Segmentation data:
************
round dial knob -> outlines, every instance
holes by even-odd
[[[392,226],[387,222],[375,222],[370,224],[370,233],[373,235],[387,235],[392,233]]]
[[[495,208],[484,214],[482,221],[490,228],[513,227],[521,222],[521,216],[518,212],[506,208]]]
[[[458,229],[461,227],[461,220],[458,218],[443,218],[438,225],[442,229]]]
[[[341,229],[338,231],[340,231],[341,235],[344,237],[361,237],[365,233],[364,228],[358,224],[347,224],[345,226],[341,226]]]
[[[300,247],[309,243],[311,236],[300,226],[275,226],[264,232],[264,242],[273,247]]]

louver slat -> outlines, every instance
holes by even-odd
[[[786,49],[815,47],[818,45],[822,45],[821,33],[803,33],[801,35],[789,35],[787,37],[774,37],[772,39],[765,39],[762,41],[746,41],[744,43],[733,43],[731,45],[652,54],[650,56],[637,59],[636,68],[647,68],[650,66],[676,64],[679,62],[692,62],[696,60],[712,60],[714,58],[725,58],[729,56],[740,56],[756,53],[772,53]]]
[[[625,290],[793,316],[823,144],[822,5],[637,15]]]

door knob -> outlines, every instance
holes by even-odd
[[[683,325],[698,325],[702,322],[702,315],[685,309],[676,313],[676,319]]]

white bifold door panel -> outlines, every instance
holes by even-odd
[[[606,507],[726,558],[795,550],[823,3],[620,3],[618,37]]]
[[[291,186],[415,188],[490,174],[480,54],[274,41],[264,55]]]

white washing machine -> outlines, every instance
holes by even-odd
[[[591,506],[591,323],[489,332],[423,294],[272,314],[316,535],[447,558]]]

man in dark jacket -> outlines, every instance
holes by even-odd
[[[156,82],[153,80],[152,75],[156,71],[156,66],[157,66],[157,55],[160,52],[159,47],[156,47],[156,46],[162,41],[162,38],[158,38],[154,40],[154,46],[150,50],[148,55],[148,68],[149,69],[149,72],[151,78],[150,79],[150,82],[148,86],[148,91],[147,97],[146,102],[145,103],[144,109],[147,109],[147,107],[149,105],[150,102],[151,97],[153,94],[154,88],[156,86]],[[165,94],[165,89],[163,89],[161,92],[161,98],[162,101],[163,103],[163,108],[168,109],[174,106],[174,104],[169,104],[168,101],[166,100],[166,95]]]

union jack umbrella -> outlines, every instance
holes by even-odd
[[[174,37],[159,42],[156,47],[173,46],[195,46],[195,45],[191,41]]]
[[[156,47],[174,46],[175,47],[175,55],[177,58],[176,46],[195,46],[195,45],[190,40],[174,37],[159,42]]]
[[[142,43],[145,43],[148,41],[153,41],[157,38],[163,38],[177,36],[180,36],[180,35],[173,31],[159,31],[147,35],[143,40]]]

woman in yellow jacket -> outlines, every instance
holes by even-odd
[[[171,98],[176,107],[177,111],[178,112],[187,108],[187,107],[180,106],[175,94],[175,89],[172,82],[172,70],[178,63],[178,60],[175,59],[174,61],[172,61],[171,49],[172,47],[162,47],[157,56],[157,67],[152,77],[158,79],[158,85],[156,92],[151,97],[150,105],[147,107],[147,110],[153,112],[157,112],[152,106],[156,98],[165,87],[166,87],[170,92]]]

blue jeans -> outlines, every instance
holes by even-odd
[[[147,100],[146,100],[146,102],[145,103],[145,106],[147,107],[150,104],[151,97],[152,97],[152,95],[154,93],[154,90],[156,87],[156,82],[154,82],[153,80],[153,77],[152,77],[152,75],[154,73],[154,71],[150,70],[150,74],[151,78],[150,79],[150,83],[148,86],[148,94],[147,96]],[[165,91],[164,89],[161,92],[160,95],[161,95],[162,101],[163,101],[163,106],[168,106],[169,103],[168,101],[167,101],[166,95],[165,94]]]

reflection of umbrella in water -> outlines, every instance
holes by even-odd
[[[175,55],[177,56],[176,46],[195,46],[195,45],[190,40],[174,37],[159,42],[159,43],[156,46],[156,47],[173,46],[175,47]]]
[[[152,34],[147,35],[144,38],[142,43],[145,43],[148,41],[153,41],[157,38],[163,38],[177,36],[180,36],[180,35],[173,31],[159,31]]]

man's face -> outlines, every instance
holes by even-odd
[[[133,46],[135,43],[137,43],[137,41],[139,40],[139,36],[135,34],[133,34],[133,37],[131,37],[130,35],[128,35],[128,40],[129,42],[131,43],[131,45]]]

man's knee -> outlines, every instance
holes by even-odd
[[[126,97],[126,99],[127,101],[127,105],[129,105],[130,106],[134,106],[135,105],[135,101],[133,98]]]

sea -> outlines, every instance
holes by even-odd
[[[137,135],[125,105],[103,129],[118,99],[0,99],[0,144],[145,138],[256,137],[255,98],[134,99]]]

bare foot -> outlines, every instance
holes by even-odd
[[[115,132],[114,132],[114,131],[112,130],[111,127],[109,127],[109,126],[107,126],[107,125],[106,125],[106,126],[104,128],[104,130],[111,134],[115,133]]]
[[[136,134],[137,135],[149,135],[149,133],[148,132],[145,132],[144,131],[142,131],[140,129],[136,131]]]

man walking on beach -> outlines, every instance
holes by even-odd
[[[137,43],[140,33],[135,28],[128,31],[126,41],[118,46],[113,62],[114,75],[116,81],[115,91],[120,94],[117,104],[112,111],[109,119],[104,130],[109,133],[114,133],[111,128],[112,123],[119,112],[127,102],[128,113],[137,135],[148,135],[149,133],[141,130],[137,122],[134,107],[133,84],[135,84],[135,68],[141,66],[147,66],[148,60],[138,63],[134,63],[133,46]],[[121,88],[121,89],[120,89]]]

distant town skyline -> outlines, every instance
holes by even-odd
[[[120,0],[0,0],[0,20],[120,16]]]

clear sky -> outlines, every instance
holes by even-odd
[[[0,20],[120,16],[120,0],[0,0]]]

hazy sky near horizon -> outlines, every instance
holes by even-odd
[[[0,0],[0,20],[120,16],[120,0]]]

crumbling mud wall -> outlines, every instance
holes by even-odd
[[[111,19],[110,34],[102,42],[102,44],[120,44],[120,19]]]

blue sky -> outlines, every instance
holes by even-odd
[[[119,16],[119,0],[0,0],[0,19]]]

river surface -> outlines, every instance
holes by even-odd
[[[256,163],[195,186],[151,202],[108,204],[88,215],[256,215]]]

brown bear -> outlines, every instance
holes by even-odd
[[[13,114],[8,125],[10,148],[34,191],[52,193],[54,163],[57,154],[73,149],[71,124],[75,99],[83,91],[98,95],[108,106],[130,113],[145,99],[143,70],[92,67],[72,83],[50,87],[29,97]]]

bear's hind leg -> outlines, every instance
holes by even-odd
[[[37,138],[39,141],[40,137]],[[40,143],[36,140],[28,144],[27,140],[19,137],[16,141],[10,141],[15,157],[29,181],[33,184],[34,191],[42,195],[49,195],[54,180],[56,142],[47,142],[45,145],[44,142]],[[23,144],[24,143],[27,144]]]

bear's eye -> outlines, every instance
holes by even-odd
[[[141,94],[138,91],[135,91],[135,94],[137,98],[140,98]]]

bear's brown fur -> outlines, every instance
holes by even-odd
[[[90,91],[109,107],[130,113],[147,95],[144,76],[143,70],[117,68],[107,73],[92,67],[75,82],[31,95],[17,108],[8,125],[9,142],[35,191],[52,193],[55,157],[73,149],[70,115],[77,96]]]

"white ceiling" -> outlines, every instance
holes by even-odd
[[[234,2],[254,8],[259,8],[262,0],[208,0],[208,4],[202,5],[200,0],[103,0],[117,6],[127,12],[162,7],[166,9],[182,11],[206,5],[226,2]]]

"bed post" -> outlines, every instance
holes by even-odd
************
TASK PROMPT ->
Copy the whole listing above line for line, without changing anything.

EXERCISE ANSWER ->
round dial knob -> outlines, every instance
holes by even-odd
[[[392,226],[387,222],[375,222],[370,224],[370,233],[373,235],[387,235],[392,233]]]
[[[495,208],[484,214],[482,221],[490,228],[513,227],[521,222],[521,216],[518,212],[506,208]]]
[[[458,229],[461,227],[461,220],[458,218],[443,218],[438,225],[442,229]]]
[[[341,229],[338,231],[340,231],[341,235],[344,237],[361,237],[365,233],[364,228],[358,224],[347,224],[345,226],[341,226]]]
[[[300,247],[309,243],[311,236],[300,226],[275,226],[264,232],[264,242],[273,247]]]

louver slat -> outlines, every instance
holes by even-odd
[[[786,49],[815,47],[818,45],[822,45],[821,33],[803,33],[801,35],[789,35],[787,37],[774,37],[772,39],[765,39],[762,41],[746,41],[744,43],[733,43],[731,45],[652,54],[650,56],[637,59],[636,68],[647,68],[650,66],[676,64],[679,62],[692,62],[696,60],[712,60],[714,58],[725,58],[729,56],[740,56],[756,53],[772,53]]]
[[[625,290],[793,316],[823,144],[822,5],[637,15]]]

door knob -> outlines, every instance
holes by even-odd
[[[683,325],[698,325],[702,322],[702,315],[685,309],[676,313],[676,319]]]

white bifold door panel -> outlines, every instance
holes by even-odd
[[[606,507],[726,558],[795,550],[823,3],[620,3],[618,37]]]
[[[291,186],[415,188],[490,174],[480,54],[274,41],[264,55]]]

white washing machine -> outlines, every instance
holes by even-odd
[[[591,506],[591,323],[489,332],[423,294],[272,314],[316,535],[447,558]]]

man in dark jacket -> outlines, every instance
holes by even-odd
[[[156,82],[153,80],[152,75],[156,71],[156,66],[157,66],[157,55],[160,52],[159,47],[156,47],[156,46],[162,41],[162,38],[158,38],[154,40],[154,46],[150,50],[148,55],[148,68],[149,69],[149,72],[151,78],[150,79],[150,82],[148,86],[148,91],[147,97],[146,102],[145,103],[144,109],[147,109],[147,107],[149,105],[150,102],[151,97],[153,94],[154,88],[156,86]],[[165,94],[165,89],[163,89],[161,92],[161,98],[162,101],[163,103],[163,108],[168,109],[174,106],[174,104],[169,104],[168,101],[166,100],[166,95]]]

union jack umbrella -> outlines, every instance
holes by even-odd
[[[174,37],[159,42],[156,47],[173,46],[195,46],[195,45],[191,41]]]
[[[156,47],[174,46],[175,47],[175,55],[177,58],[176,46],[195,46],[195,45],[190,40],[174,37],[159,42]]]
[[[142,43],[145,43],[148,41],[153,41],[157,38],[163,38],[177,36],[180,36],[180,35],[173,31],[159,31],[147,35],[143,40]]]

woman in yellow jacket -> outlines, every instance
holes by even-odd
[[[171,98],[176,107],[177,111],[178,112],[187,108],[187,107],[180,106],[175,94],[175,89],[172,82],[172,70],[178,63],[178,60],[175,59],[174,61],[172,61],[171,49],[172,47],[162,47],[157,56],[157,67],[152,77],[158,79],[158,85],[156,92],[151,97],[150,105],[147,107],[147,110],[153,112],[157,112],[152,106],[156,98],[165,87],[166,87],[170,92]]]

blue jeans -> outlines, every instance
holes by even-odd
[[[147,100],[146,100],[146,102],[145,103],[145,106],[147,107],[150,104],[151,97],[152,97],[152,95],[154,93],[154,90],[156,87],[156,82],[154,82],[153,80],[153,77],[152,77],[152,75],[154,73],[154,71],[150,70],[150,74],[151,78],[150,79],[150,83],[148,86],[148,94],[147,96]],[[165,91],[164,89],[161,92],[160,95],[161,95],[162,101],[163,101],[163,106],[168,106],[169,103],[168,101],[167,101],[166,95],[165,94]]]

reflection of umbrella in water -> outlines, every instance
holes by even-odd
[[[175,55],[177,56],[176,46],[195,46],[195,45],[190,40],[174,37],[159,42],[159,43],[156,46],[156,47],[173,46],[175,47]]]
[[[152,34],[147,35],[144,38],[142,43],[145,43],[148,41],[153,41],[157,38],[163,38],[177,36],[180,36],[180,35],[173,31],[159,31]]]

man's face -> outlines, every instance
holes by even-odd
[[[133,46],[135,43],[137,43],[137,41],[139,40],[139,36],[135,34],[133,34],[133,37],[131,37],[130,35],[128,35],[128,40],[129,42],[131,43],[131,45]]]

man's knee -> outlines, every instance
holes by even-odd
[[[126,97],[126,99],[127,101],[127,105],[129,105],[130,106],[134,106],[135,105],[135,101],[133,98]]]

sea -> outlines, every instance
holes by even-odd
[[[137,135],[125,105],[103,129],[118,99],[0,99],[0,144],[145,138],[256,137],[255,98],[134,99]]]

bare foot -> outlines, every instance
holes by even-odd
[[[115,132],[114,132],[114,131],[112,130],[111,127],[109,127],[109,126],[107,126],[107,125],[106,125],[106,126],[104,128],[104,130],[111,134],[115,133]]]
[[[136,134],[137,135],[149,135],[149,133],[148,132],[145,132],[144,131],[142,131],[140,129],[136,131]]]

man walking on beach -> outlines, every instance
holes by even-odd
[[[137,43],[140,33],[135,28],[128,31],[126,41],[118,46],[113,62],[114,75],[116,81],[115,91],[120,94],[117,104],[112,111],[109,119],[104,130],[109,133],[114,133],[111,128],[112,123],[119,112],[127,102],[128,113],[137,135],[148,135],[149,133],[141,130],[137,122],[134,107],[133,84],[135,84],[135,68],[141,66],[147,66],[148,60],[138,63],[134,63],[133,46]],[[121,88],[121,89],[120,89]]]

distant town skyline -> outlines, every instance
holes by even-odd
[[[120,0],[0,0],[0,20],[120,16]]]

clear sky -> outlines, every instance
holes by even-odd
[[[0,20],[120,16],[120,0],[0,0]]]

hazy sky near horizon -> outlines, every instance
holes by even-odd
[[[0,0],[0,20],[120,16],[120,0]]]

crumbling mud wall -> outlines, every instance
holes by even-odd
[[[111,19],[110,34],[102,42],[102,44],[120,44],[120,19]]]

blue sky -> outlines, every instance
holes by even-odd
[[[119,16],[119,0],[0,0],[0,19]]]

river surface -> outlines, every instance
holes by even-odd
[[[256,163],[195,186],[151,202],[108,204],[88,215],[256,215]]]

brown bear -> outlines, every instance
holes by even-odd
[[[13,114],[8,125],[10,148],[34,191],[52,193],[54,163],[57,154],[73,149],[71,124],[75,99],[83,91],[98,95],[108,106],[130,113],[145,99],[143,70],[92,67],[72,83],[50,87],[29,97]]]

bear's hind leg -> outlines, every instance
holes by even-odd
[[[37,138],[39,141],[40,137]],[[40,143],[36,140],[28,144],[27,140],[19,137],[16,141],[10,141],[15,157],[29,181],[33,184],[34,191],[42,195],[49,195],[54,180],[56,142],[47,142],[45,145],[44,142]],[[23,144],[24,143],[27,144]]]

bear's eye -> outlines, every instance
holes by even-odd
[[[141,94],[138,91],[135,91],[135,94],[137,98],[140,98]]]

bear's brown fur -> outlines, every instance
holes by even-odd
[[[90,91],[109,107],[130,113],[147,95],[144,76],[143,70],[117,68],[107,73],[92,67],[75,82],[31,95],[17,108],[8,125],[9,142],[35,191],[52,193],[55,157],[73,149],[70,115],[77,96]]]

"white ceiling" -> outlines, every instance
holes by even-odd
[[[234,2],[254,8],[259,8],[262,0],[208,0],[208,4],[202,5],[200,0],[103,0],[117,6],[127,12],[162,7],[166,9],[182,11],[206,5],[226,2]]]

"bed post" -> outlines, every instance
holes by even-odd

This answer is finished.